RECORDS FOR THIS EXERCISE >>
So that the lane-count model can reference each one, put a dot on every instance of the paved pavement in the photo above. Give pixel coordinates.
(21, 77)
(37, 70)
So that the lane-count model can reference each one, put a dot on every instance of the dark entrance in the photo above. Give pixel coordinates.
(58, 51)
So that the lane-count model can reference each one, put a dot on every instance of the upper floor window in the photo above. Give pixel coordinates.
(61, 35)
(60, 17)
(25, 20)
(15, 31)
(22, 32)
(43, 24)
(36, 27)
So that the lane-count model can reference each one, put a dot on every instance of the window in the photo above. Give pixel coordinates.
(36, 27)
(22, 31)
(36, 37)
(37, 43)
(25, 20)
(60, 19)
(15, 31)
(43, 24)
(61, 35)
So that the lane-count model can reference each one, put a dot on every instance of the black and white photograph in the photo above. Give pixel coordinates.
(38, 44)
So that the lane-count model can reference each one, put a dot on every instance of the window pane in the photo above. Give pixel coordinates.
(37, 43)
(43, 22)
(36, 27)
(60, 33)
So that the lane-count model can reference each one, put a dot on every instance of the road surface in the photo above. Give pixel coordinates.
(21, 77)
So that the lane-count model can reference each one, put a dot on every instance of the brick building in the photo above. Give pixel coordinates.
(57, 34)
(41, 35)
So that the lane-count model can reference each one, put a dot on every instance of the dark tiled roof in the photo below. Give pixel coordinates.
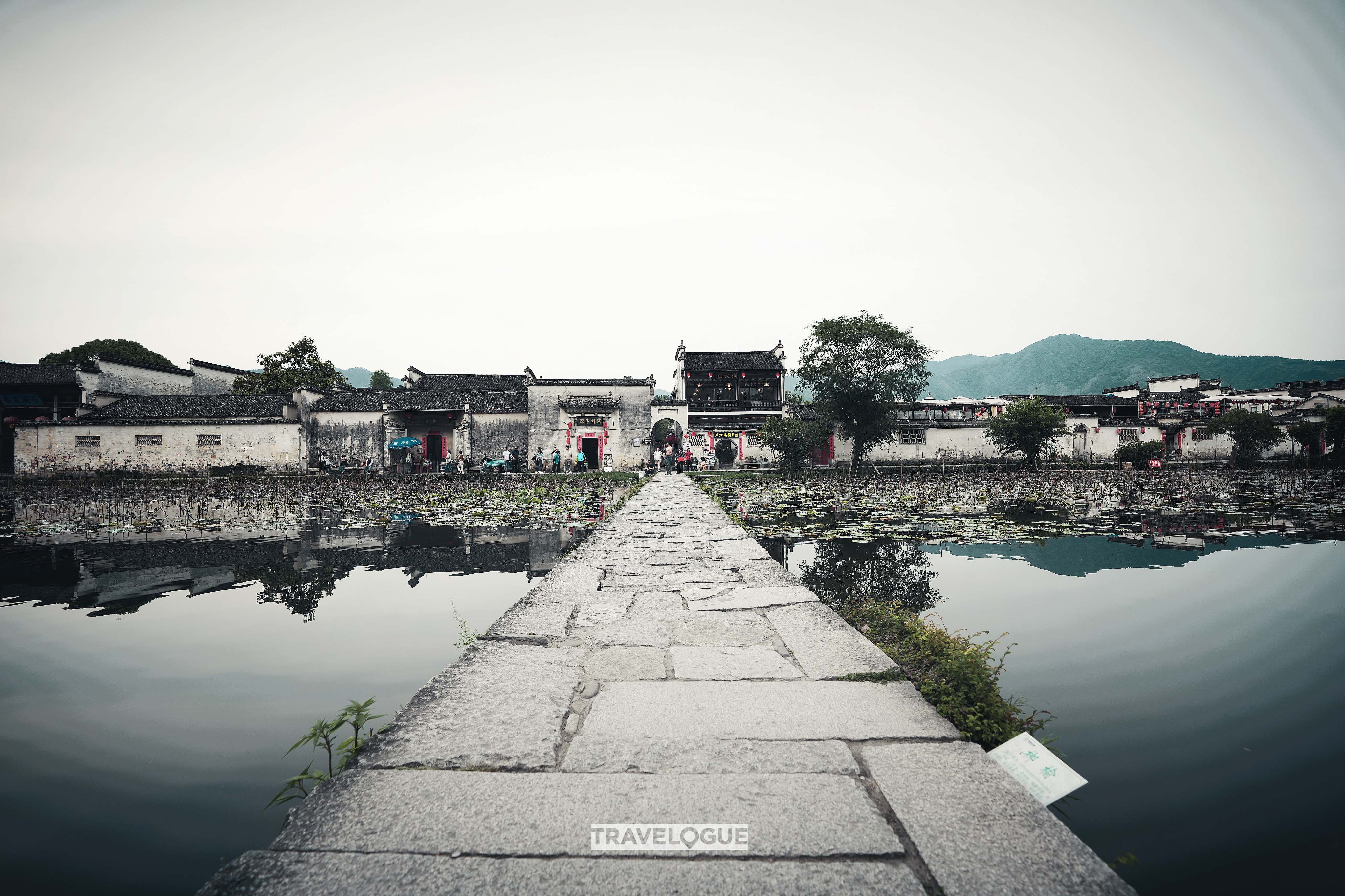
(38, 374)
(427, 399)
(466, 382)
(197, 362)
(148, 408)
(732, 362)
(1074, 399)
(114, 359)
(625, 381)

* * *

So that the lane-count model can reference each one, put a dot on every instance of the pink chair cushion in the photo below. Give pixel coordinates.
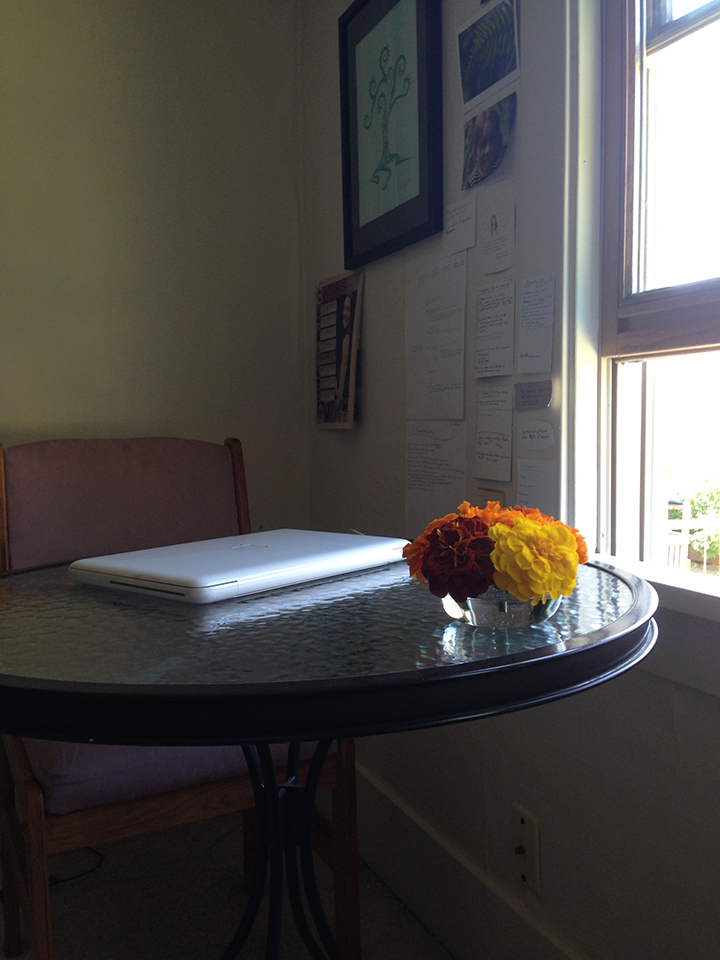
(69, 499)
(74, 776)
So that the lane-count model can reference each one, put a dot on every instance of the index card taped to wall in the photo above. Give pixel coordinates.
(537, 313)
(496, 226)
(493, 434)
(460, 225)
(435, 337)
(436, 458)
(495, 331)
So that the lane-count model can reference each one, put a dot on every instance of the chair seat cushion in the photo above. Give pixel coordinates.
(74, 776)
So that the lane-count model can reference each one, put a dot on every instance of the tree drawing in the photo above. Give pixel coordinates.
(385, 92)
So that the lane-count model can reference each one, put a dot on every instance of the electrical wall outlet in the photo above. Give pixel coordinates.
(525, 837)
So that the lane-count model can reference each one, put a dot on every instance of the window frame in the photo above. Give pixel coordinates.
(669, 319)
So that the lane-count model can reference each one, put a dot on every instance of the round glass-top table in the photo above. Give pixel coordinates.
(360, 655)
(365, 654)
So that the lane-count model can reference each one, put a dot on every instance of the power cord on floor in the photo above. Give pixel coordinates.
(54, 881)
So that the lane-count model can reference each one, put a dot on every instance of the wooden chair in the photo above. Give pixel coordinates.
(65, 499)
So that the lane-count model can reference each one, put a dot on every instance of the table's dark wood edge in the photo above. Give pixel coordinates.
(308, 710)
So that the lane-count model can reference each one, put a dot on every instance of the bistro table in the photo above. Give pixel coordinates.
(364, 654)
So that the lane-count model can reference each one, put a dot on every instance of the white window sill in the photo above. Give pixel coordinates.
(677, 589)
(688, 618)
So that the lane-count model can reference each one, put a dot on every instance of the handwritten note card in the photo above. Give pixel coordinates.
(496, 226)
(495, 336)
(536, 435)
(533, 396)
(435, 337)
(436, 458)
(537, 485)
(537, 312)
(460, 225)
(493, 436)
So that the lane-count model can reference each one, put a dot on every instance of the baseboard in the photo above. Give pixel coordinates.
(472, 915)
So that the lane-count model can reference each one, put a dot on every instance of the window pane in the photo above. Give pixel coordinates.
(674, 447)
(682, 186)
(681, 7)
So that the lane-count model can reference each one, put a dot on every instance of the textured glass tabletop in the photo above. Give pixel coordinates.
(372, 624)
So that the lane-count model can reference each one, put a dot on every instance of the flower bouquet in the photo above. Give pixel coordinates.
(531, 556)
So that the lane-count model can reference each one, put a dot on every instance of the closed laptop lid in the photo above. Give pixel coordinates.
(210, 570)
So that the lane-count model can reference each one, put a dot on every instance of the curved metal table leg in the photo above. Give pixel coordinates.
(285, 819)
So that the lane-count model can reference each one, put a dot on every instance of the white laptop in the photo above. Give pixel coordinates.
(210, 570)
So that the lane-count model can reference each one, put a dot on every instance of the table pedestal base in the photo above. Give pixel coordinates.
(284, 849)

...

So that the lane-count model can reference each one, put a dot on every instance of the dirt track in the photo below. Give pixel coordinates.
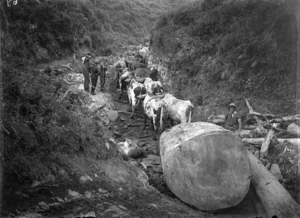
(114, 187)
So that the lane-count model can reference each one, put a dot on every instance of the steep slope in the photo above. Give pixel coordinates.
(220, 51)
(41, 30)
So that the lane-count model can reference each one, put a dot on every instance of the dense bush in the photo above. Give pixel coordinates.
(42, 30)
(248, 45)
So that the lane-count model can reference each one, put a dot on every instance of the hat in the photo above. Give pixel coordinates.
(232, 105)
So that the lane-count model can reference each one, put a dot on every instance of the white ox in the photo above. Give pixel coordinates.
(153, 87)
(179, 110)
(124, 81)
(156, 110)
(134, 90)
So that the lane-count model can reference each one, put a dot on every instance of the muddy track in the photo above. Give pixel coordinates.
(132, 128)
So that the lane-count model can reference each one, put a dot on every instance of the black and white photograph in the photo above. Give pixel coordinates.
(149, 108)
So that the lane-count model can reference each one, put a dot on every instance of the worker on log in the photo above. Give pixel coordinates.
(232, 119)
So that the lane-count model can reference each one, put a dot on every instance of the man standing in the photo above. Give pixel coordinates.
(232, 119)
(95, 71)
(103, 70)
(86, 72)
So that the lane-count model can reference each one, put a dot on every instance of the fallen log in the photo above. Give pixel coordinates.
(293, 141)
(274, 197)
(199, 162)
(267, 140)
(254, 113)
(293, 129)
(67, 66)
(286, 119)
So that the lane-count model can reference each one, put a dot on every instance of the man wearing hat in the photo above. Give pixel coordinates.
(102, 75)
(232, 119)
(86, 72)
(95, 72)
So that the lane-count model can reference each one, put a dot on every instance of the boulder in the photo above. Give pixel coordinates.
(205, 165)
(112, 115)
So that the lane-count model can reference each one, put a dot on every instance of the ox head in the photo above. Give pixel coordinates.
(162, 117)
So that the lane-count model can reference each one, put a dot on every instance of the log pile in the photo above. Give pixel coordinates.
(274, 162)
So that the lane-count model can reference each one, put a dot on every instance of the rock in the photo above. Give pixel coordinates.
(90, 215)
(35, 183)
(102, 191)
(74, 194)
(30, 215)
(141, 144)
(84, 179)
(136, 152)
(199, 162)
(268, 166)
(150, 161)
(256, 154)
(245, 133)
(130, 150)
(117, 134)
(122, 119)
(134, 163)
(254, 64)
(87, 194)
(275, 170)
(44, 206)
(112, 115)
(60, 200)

EXERCISE REQUIREMENTS >>
Collect every line of the items above that contains the word "laptop", and copy each one out. Case counts.

ANSWER >>
So that the lane-count model can reference each one, put a dot on every instance of the closed laptop lid in the photo above. Give pixel coordinates.
So that the lane-count model can reference each one, put a dot on every instance of the white laptop in the photo above. Give pixel coordinates.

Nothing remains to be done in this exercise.